*Work instruction:*
Tally every line in the data that has the word "branch" and report only the total.

--- Provided information ---

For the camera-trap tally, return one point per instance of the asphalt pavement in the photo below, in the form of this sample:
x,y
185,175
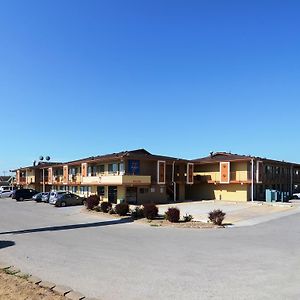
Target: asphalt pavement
x,y
112,259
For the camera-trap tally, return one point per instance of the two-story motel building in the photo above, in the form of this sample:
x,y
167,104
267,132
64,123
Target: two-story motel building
x,y
226,176
138,177
134,176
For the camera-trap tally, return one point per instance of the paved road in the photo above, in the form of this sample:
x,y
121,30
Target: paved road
x,y
112,260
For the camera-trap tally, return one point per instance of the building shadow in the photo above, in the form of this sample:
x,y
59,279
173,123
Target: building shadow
x,y
5,244
69,227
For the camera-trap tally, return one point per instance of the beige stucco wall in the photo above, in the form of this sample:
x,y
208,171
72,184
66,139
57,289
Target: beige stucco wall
x,y
226,192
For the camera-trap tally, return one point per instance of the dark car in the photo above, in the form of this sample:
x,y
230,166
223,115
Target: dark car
x,y
67,199
23,194
45,197
38,197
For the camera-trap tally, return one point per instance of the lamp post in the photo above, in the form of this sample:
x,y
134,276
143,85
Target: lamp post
x,y
41,158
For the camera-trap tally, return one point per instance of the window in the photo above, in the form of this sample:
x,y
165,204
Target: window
x,y
121,168
144,190
100,169
100,191
113,168
133,167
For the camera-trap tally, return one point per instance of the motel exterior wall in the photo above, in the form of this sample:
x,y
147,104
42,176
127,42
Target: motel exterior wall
x,y
226,176
161,179
134,176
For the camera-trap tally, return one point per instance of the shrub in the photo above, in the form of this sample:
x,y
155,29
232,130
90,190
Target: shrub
x,y
173,214
112,211
216,216
122,209
137,213
150,211
92,201
188,218
97,208
105,206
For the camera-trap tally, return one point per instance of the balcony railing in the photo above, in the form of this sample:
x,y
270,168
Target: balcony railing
x,y
22,180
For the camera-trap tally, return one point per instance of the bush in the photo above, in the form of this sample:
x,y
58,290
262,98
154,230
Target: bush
x,y
112,211
97,208
122,209
92,201
150,211
137,213
173,214
188,218
105,206
216,216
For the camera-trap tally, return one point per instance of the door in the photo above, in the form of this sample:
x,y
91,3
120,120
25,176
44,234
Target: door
x,y
131,195
112,194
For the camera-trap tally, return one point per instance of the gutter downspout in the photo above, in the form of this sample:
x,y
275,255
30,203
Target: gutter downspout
x,y
292,185
252,180
173,181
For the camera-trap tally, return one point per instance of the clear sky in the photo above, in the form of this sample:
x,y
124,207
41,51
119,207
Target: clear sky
x,y
179,78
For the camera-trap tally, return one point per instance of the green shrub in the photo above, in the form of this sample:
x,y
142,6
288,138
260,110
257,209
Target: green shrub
x,y
105,206
112,211
188,218
137,213
150,211
97,208
92,201
173,214
216,216
122,209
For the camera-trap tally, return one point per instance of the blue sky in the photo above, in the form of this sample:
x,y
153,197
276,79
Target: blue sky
x,y
180,78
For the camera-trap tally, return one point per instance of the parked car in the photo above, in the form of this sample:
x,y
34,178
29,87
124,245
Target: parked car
x,y
5,193
66,199
54,196
22,194
5,188
45,197
38,197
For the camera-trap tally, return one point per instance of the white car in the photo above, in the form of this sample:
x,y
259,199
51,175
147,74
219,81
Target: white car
x,y
54,196
296,196
5,193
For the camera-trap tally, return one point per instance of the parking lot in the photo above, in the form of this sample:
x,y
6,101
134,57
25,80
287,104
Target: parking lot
x,y
109,259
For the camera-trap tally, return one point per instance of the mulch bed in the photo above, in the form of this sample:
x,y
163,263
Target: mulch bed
x,y
160,222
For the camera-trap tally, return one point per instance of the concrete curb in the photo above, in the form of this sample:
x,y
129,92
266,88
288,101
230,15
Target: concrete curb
x,y
47,285
61,290
74,296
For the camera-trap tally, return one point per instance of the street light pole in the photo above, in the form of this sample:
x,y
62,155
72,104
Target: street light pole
x,y
43,180
41,158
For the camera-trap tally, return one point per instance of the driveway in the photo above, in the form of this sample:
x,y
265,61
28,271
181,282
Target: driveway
x,y
237,213
112,260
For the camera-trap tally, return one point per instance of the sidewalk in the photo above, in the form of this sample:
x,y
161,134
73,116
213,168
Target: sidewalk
x,y
237,213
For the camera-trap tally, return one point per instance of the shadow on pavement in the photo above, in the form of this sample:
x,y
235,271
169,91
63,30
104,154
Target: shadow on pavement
x,y
68,227
5,244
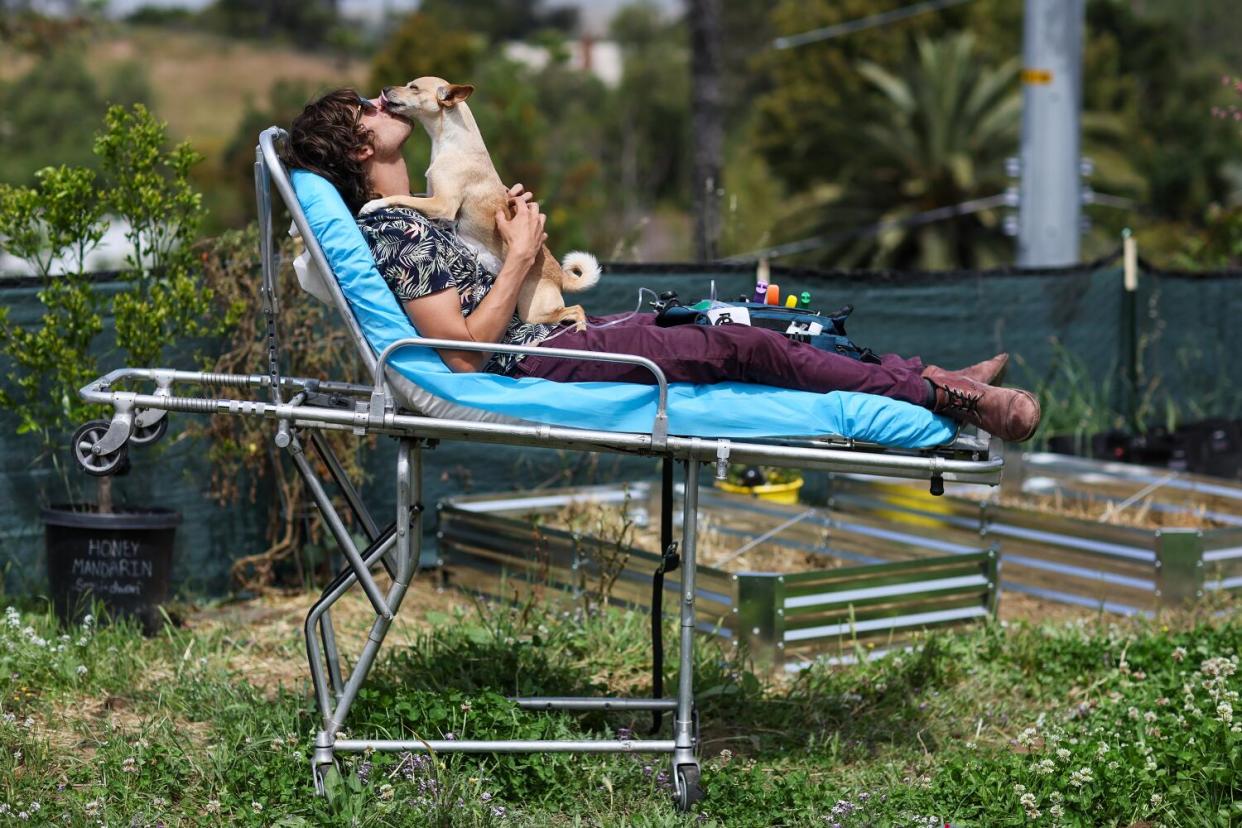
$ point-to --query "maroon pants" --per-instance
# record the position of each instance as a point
(706, 354)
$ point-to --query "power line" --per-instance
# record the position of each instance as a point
(925, 217)
(851, 26)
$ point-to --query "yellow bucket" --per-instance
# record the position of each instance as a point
(784, 493)
(914, 497)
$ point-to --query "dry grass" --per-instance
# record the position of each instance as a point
(204, 82)
(265, 634)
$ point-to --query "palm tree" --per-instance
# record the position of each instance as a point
(942, 132)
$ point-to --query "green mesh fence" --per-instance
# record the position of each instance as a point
(1073, 332)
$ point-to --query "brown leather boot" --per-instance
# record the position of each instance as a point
(1011, 415)
(990, 371)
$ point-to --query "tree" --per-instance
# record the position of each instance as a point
(47, 116)
(708, 124)
(948, 123)
(647, 130)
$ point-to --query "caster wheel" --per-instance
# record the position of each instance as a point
(148, 435)
(327, 780)
(97, 464)
(688, 788)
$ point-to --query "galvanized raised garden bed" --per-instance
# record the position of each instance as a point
(793, 584)
(1104, 535)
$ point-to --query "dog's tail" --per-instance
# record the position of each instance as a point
(581, 272)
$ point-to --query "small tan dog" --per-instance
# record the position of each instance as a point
(466, 188)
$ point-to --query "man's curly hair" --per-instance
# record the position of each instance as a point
(324, 139)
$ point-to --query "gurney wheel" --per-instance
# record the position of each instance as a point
(688, 788)
(327, 778)
(148, 435)
(97, 464)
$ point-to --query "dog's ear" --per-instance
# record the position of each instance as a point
(453, 93)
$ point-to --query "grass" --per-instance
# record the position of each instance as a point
(1079, 724)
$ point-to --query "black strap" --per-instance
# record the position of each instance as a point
(670, 561)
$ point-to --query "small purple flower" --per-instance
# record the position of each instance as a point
(843, 808)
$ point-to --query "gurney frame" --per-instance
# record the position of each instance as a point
(302, 407)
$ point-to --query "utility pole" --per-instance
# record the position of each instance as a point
(1050, 207)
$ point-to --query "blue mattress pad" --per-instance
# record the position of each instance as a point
(730, 410)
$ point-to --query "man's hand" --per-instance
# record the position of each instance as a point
(523, 235)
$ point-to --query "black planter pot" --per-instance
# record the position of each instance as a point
(123, 559)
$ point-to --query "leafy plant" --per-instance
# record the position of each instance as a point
(55, 225)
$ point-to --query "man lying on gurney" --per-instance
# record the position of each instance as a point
(355, 143)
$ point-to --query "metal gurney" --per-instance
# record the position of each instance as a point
(302, 407)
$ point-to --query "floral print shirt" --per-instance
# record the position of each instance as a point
(417, 257)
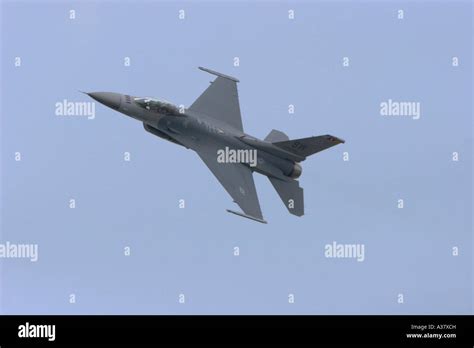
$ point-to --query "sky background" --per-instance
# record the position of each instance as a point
(190, 251)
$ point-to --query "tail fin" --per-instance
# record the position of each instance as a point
(276, 135)
(308, 146)
(291, 194)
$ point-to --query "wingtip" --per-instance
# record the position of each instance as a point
(247, 216)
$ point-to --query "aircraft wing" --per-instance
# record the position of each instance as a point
(238, 181)
(220, 100)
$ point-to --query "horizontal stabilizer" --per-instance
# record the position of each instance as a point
(218, 74)
(275, 136)
(291, 194)
(308, 146)
(247, 216)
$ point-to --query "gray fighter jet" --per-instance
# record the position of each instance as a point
(212, 127)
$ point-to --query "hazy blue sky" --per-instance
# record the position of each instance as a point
(408, 251)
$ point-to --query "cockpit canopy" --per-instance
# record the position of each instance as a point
(157, 105)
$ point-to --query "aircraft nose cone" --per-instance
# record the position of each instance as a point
(112, 100)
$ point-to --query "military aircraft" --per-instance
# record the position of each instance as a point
(212, 127)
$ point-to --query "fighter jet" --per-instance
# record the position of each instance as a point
(212, 127)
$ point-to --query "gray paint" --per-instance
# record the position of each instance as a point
(213, 122)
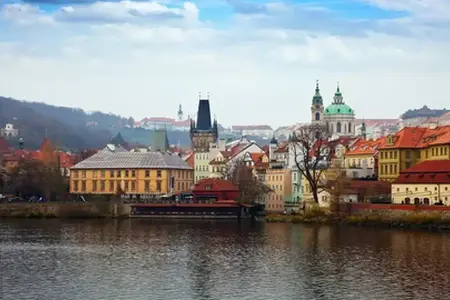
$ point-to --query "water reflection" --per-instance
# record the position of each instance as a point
(144, 259)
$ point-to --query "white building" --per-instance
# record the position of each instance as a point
(256, 130)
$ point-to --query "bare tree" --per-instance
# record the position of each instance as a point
(311, 155)
(251, 188)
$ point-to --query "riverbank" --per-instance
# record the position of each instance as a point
(417, 220)
(65, 210)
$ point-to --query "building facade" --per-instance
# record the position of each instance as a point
(9, 131)
(410, 146)
(133, 173)
(426, 183)
(203, 135)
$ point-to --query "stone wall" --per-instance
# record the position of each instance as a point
(65, 210)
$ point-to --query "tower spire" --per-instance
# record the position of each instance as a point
(338, 95)
(317, 98)
(363, 130)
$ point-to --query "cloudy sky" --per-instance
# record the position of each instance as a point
(259, 60)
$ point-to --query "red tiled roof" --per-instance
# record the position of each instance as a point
(215, 185)
(418, 137)
(430, 171)
(191, 160)
(251, 127)
(283, 148)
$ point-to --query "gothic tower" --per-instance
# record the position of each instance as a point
(203, 134)
(180, 113)
(317, 107)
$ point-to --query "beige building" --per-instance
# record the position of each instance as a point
(280, 181)
(425, 183)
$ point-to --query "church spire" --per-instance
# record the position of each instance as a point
(317, 99)
(338, 95)
(363, 130)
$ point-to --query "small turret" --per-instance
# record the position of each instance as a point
(317, 98)
(338, 95)
(363, 130)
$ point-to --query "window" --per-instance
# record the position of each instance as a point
(158, 185)
(75, 185)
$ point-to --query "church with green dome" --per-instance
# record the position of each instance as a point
(338, 116)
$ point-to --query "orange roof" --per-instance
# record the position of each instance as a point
(365, 147)
(429, 171)
(256, 157)
(282, 148)
(214, 184)
(417, 137)
(191, 160)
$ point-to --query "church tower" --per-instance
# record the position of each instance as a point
(203, 134)
(317, 107)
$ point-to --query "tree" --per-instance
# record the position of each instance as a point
(311, 155)
(251, 188)
(34, 178)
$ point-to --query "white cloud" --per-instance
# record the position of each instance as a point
(254, 74)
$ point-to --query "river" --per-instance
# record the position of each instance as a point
(169, 259)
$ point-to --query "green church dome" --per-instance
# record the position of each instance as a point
(338, 109)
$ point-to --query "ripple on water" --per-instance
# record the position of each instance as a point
(143, 259)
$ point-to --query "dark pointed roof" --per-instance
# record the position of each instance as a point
(203, 115)
(317, 98)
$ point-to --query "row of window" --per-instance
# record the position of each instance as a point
(391, 154)
(269, 206)
(275, 197)
(416, 189)
(113, 185)
(441, 151)
(388, 169)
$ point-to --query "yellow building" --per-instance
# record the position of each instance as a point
(133, 173)
(427, 182)
(410, 146)
(280, 181)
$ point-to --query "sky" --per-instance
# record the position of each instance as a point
(258, 60)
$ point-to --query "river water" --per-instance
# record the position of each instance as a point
(167, 259)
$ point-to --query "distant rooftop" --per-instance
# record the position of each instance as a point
(133, 160)
(423, 112)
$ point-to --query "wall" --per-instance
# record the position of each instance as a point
(158, 181)
(65, 210)
(393, 210)
(434, 192)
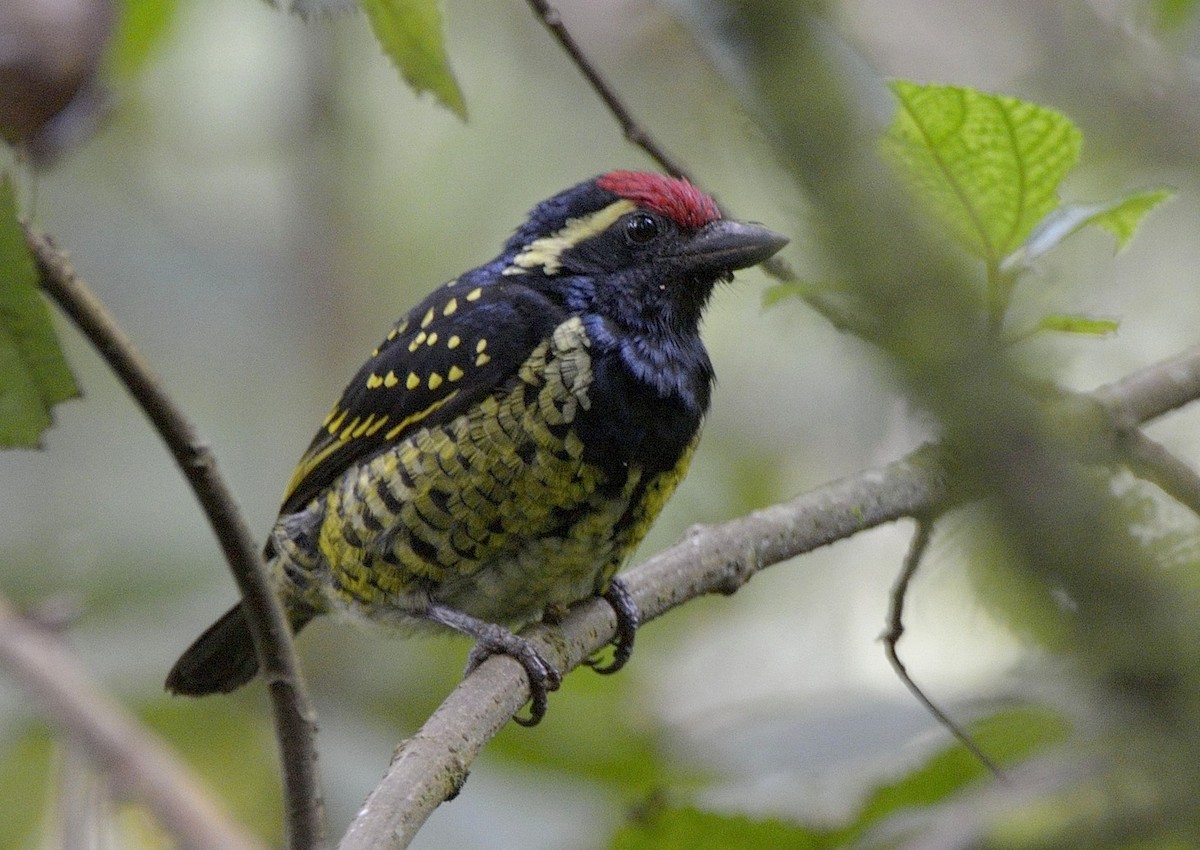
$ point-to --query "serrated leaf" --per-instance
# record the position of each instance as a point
(34, 373)
(988, 165)
(1078, 324)
(1120, 216)
(1125, 217)
(411, 35)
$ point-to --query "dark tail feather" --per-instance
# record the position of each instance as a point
(221, 659)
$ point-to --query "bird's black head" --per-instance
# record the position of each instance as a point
(641, 250)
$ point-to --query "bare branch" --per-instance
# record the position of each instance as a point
(137, 764)
(634, 131)
(294, 716)
(891, 638)
(432, 765)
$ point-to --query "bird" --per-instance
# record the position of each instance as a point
(511, 440)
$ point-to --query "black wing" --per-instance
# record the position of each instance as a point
(460, 345)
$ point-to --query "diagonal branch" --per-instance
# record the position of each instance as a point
(635, 133)
(294, 716)
(135, 761)
(432, 765)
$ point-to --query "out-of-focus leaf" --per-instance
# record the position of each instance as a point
(24, 773)
(1078, 324)
(1007, 737)
(1173, 15)
(688, 828)
(988, 165)
(803, 289)
(34, 373)
(1120, 216)
(411, 34)
(142, 25)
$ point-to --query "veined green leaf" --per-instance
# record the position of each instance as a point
(1120, 216)
(411, 34)
(34, 373)
(988, 165)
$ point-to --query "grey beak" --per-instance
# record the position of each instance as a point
(727, 245)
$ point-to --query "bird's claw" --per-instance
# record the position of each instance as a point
(625, 609)
(543, 676)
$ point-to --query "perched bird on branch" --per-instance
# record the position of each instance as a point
(513, 437)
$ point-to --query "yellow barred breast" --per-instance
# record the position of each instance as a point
(495, 513)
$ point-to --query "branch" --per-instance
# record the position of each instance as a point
(634, 132)
(917, 549)
(133, 760)
(432, 765)
(294, 716)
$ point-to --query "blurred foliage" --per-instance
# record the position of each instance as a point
(1008, 736)
(34, 373)
(25, 762)
(142, 28)
(1059, 561)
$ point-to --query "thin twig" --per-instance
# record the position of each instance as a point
(1151, 461)
(294, 716)
(634, 131)
(431, 766)
(133, 760)
(891, 638)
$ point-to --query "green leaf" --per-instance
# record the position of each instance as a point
(1120, 216)
(988, 165)
(34, 373)
(411, 35)
(689, 828)
(786, 289)
(1007, 737)
(142, 25)
(1078, 324)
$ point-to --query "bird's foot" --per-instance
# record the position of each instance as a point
(625, 609)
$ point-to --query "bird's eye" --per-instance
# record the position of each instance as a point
(641, 228)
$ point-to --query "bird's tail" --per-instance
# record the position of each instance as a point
(222, 659)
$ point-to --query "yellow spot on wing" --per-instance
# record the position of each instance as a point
(419, 415)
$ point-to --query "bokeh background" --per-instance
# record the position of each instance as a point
(265, 196)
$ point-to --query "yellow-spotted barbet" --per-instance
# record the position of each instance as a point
(513, 437)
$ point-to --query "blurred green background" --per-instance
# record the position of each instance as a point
(265, 196)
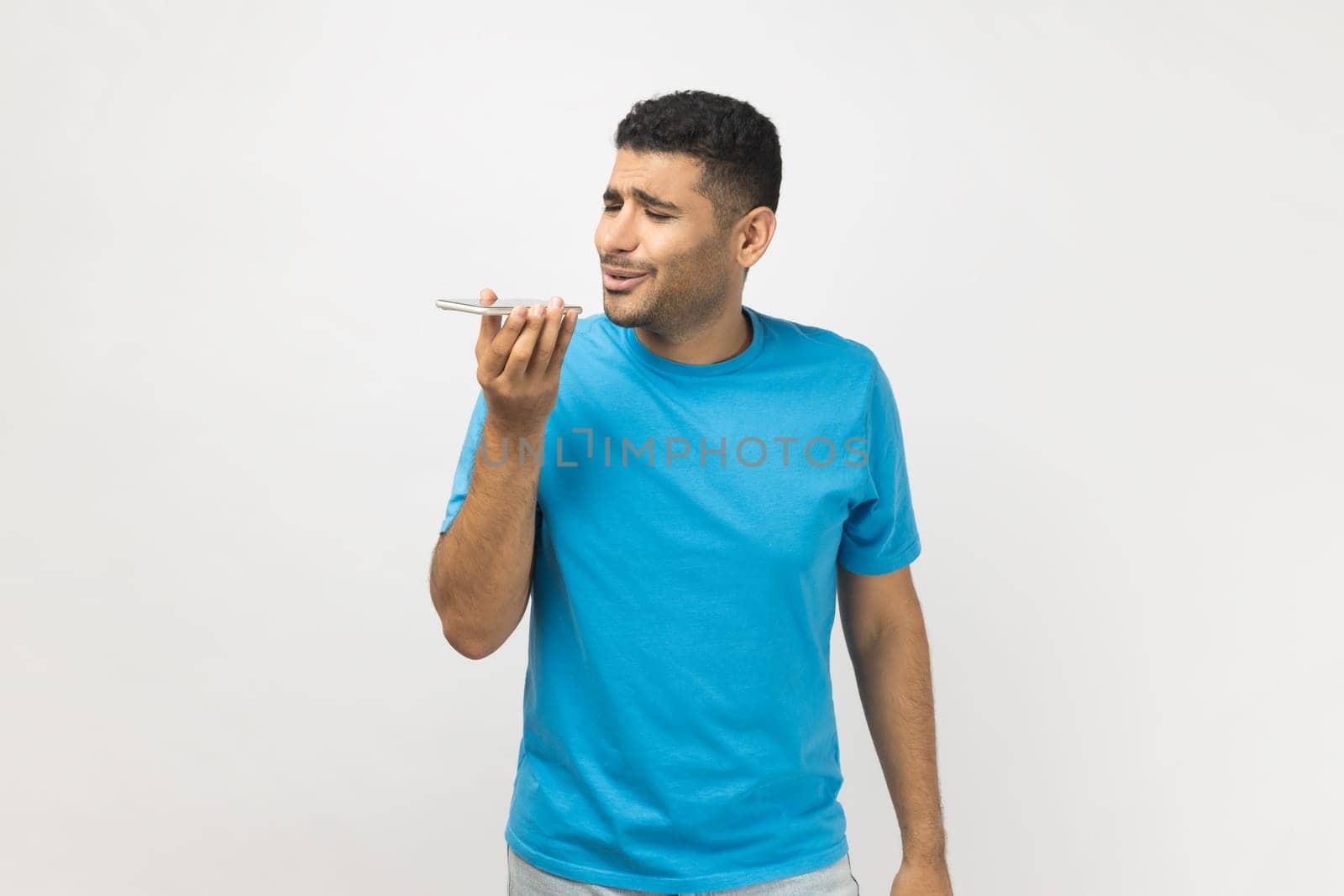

---

*Finished exercise:*
4